Saved entries:
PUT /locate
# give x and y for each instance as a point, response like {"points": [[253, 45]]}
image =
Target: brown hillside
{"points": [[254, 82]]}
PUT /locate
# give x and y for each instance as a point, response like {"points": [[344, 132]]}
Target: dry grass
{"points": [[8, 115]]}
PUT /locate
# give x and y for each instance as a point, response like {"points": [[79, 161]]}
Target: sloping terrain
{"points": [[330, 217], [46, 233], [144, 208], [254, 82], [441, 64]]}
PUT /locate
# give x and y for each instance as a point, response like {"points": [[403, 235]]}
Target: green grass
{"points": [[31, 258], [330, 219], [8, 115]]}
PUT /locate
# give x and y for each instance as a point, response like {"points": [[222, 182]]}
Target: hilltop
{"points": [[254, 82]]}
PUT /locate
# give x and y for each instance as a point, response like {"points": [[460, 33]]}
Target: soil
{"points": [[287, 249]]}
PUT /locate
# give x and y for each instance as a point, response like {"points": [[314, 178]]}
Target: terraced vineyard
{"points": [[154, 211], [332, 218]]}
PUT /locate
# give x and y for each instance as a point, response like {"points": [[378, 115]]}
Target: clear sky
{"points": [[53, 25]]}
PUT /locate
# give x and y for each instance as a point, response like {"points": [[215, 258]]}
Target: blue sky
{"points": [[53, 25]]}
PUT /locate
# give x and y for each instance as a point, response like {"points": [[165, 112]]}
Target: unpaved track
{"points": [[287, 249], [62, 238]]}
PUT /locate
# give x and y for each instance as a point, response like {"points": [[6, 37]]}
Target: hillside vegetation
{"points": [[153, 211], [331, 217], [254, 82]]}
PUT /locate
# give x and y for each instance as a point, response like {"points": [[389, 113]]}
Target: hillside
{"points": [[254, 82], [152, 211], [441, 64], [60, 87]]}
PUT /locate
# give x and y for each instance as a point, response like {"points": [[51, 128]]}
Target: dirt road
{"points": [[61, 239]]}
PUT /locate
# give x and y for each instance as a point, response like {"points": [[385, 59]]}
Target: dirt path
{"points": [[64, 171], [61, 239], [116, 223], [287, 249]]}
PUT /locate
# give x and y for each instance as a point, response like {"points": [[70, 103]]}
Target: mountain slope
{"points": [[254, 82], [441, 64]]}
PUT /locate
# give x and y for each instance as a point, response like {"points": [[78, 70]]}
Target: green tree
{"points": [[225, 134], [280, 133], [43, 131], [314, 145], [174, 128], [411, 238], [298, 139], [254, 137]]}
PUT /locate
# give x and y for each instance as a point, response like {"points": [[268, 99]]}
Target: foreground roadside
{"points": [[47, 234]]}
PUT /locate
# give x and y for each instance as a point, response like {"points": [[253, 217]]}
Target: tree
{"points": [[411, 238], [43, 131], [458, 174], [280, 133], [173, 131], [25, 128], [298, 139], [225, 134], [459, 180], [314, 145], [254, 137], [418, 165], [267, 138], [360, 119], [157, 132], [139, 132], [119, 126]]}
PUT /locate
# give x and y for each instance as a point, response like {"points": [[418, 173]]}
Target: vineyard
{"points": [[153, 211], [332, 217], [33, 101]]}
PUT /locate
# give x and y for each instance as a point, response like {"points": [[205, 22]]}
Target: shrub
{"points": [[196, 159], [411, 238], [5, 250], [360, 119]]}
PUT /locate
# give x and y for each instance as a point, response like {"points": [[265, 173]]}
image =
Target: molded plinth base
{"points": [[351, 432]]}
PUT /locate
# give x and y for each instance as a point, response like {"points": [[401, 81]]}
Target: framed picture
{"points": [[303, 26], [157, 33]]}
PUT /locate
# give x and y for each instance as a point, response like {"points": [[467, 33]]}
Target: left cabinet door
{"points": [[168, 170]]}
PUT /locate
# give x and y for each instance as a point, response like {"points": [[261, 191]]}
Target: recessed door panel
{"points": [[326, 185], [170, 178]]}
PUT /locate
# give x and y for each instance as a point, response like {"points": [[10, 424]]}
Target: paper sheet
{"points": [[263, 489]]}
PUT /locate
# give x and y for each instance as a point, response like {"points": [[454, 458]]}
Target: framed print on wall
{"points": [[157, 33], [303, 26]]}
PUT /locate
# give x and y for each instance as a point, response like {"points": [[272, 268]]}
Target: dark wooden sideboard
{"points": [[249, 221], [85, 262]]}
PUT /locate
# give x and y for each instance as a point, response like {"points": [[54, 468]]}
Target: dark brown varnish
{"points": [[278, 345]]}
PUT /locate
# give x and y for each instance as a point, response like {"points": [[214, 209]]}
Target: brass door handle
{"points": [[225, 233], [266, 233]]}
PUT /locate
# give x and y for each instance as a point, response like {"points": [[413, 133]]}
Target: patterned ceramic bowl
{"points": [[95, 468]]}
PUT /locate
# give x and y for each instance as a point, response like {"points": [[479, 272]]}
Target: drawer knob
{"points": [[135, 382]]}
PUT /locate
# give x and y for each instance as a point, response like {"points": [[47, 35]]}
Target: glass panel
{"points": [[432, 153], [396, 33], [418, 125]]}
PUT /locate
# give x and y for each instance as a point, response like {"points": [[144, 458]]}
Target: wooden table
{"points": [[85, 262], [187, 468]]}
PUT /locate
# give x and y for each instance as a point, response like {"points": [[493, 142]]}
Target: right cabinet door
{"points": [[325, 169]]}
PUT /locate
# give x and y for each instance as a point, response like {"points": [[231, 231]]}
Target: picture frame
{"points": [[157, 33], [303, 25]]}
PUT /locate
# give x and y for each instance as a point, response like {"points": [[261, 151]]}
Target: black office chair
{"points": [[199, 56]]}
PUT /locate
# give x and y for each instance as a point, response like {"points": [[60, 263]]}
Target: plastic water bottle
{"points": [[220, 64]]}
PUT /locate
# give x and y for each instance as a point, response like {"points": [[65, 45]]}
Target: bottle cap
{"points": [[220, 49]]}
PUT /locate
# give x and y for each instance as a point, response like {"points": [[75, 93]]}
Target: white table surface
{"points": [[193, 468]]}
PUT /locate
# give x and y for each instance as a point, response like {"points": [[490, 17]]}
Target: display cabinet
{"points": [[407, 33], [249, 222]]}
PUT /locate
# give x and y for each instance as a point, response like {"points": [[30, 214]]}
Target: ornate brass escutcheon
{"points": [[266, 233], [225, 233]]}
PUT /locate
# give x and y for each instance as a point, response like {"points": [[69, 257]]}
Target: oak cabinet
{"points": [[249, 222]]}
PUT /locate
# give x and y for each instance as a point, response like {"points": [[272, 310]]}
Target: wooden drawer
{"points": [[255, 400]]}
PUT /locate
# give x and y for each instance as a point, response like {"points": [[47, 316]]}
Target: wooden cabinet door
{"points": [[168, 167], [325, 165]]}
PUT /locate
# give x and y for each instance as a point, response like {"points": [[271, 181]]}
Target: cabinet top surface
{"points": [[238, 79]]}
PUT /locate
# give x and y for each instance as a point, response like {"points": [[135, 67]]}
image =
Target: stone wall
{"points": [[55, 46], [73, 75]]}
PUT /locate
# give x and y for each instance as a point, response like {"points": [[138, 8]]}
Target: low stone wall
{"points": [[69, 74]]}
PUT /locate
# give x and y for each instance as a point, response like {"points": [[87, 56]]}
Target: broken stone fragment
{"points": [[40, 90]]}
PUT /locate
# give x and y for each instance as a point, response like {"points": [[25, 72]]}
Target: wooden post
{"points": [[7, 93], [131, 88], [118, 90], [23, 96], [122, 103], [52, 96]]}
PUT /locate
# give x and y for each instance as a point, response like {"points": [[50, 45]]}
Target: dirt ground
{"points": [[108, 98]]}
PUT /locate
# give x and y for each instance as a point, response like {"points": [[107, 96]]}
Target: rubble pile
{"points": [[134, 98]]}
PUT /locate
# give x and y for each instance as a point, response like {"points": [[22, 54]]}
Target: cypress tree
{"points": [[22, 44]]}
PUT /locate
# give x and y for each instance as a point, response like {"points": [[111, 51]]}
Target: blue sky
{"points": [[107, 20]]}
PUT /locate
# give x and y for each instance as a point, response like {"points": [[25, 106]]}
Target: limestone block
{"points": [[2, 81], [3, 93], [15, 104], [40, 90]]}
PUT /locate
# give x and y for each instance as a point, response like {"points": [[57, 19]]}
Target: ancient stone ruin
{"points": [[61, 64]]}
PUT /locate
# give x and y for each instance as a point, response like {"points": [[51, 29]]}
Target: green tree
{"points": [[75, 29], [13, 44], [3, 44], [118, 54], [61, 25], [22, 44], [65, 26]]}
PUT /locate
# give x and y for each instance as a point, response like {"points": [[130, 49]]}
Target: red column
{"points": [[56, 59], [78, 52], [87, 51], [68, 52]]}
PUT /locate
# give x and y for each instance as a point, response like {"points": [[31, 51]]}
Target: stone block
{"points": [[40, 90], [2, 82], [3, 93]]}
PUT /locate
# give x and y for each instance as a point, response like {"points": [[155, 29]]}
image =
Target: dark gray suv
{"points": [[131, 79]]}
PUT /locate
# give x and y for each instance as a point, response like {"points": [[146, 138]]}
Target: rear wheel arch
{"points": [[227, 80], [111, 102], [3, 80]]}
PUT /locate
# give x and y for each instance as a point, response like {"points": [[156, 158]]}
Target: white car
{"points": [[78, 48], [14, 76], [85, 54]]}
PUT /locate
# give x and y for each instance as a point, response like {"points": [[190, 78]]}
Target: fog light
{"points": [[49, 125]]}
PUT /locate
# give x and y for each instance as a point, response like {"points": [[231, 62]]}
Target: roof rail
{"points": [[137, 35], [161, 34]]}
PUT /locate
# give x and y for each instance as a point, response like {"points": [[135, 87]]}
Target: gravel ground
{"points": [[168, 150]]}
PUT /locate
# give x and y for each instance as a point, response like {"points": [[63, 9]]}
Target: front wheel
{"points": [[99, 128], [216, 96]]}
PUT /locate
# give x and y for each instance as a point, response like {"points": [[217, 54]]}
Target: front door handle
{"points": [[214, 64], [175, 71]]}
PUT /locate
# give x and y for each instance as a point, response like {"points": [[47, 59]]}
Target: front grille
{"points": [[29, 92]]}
---
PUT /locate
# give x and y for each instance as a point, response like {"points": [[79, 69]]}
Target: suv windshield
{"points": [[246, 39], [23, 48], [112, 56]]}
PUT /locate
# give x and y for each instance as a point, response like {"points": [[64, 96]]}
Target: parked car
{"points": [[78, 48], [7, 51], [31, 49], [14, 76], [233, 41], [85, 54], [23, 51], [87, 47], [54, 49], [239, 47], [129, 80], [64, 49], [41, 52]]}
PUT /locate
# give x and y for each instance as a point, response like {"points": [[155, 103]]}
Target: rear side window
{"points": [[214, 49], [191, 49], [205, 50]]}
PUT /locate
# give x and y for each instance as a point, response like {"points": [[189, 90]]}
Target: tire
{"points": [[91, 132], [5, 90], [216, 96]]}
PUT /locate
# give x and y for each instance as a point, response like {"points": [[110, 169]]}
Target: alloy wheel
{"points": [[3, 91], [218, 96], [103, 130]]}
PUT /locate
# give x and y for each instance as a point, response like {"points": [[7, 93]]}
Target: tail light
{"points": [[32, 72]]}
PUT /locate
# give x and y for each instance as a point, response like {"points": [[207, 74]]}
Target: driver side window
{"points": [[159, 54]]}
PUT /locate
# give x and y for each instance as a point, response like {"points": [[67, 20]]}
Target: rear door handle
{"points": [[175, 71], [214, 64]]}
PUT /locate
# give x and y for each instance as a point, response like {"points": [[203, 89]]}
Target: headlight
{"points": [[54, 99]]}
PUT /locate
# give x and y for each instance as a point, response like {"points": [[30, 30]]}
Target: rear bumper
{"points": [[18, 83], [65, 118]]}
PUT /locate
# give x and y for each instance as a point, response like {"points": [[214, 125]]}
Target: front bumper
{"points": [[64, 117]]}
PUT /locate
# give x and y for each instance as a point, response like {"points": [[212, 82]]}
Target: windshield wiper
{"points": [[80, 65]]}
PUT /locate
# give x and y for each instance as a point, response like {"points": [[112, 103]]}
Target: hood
---
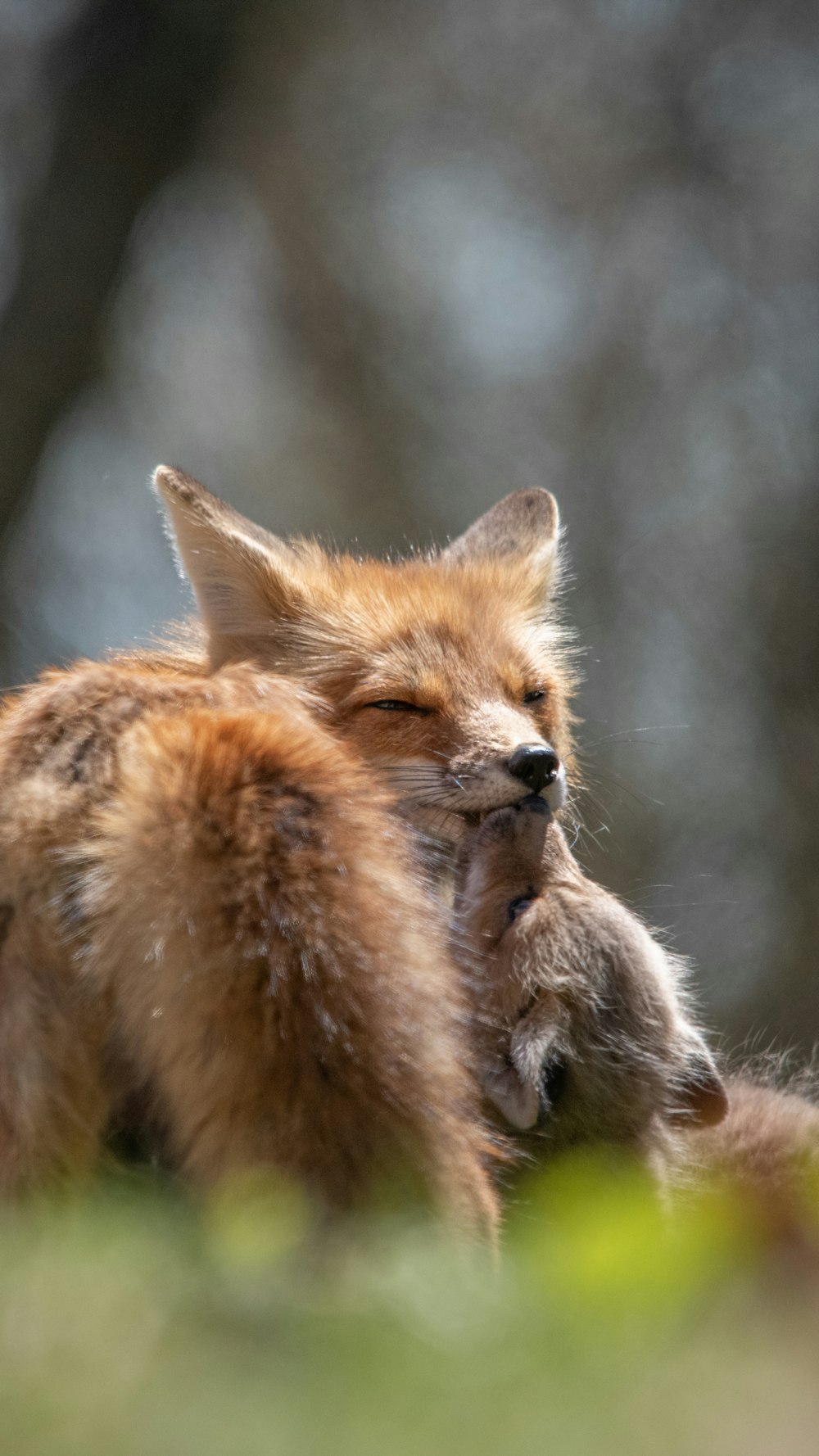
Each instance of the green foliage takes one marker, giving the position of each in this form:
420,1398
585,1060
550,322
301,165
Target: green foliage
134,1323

### ASSIGNED TASK
Restate word for word only the lines above from the line containing "Target: rear door handle" to the line containing "Target: hood", both of them included.

### RESPONSE BOX
Target: rear door handle
{"points": [[175, 71], [214, 64]]}
PUT /locate
# give x and y for each instance as a point, response like {"points": [[203, 89]]}
Target: headlight
{"points": [[54, 99]]}
PUT /locate
# give x and y for each instance as a point, response like {"points": [[30, 30]]}
Target: rear bumper
{"points": [[18, 83], [65, 118]]}
PUT /locate
# give x and y for each instance as a point, response like {"points": [[214, 125]]}
Target: front bumper
{"points": [[64, 117]]}
PUT /locate
# give x and y for each instance as a point, response like {"points": [[212, 82]]}
Target: windshield wiper
{"points": [[80, 65]]}
PUT /locate
# give x and y for each instance as a point, response like {"points": [[112, 103]]}
Target: hood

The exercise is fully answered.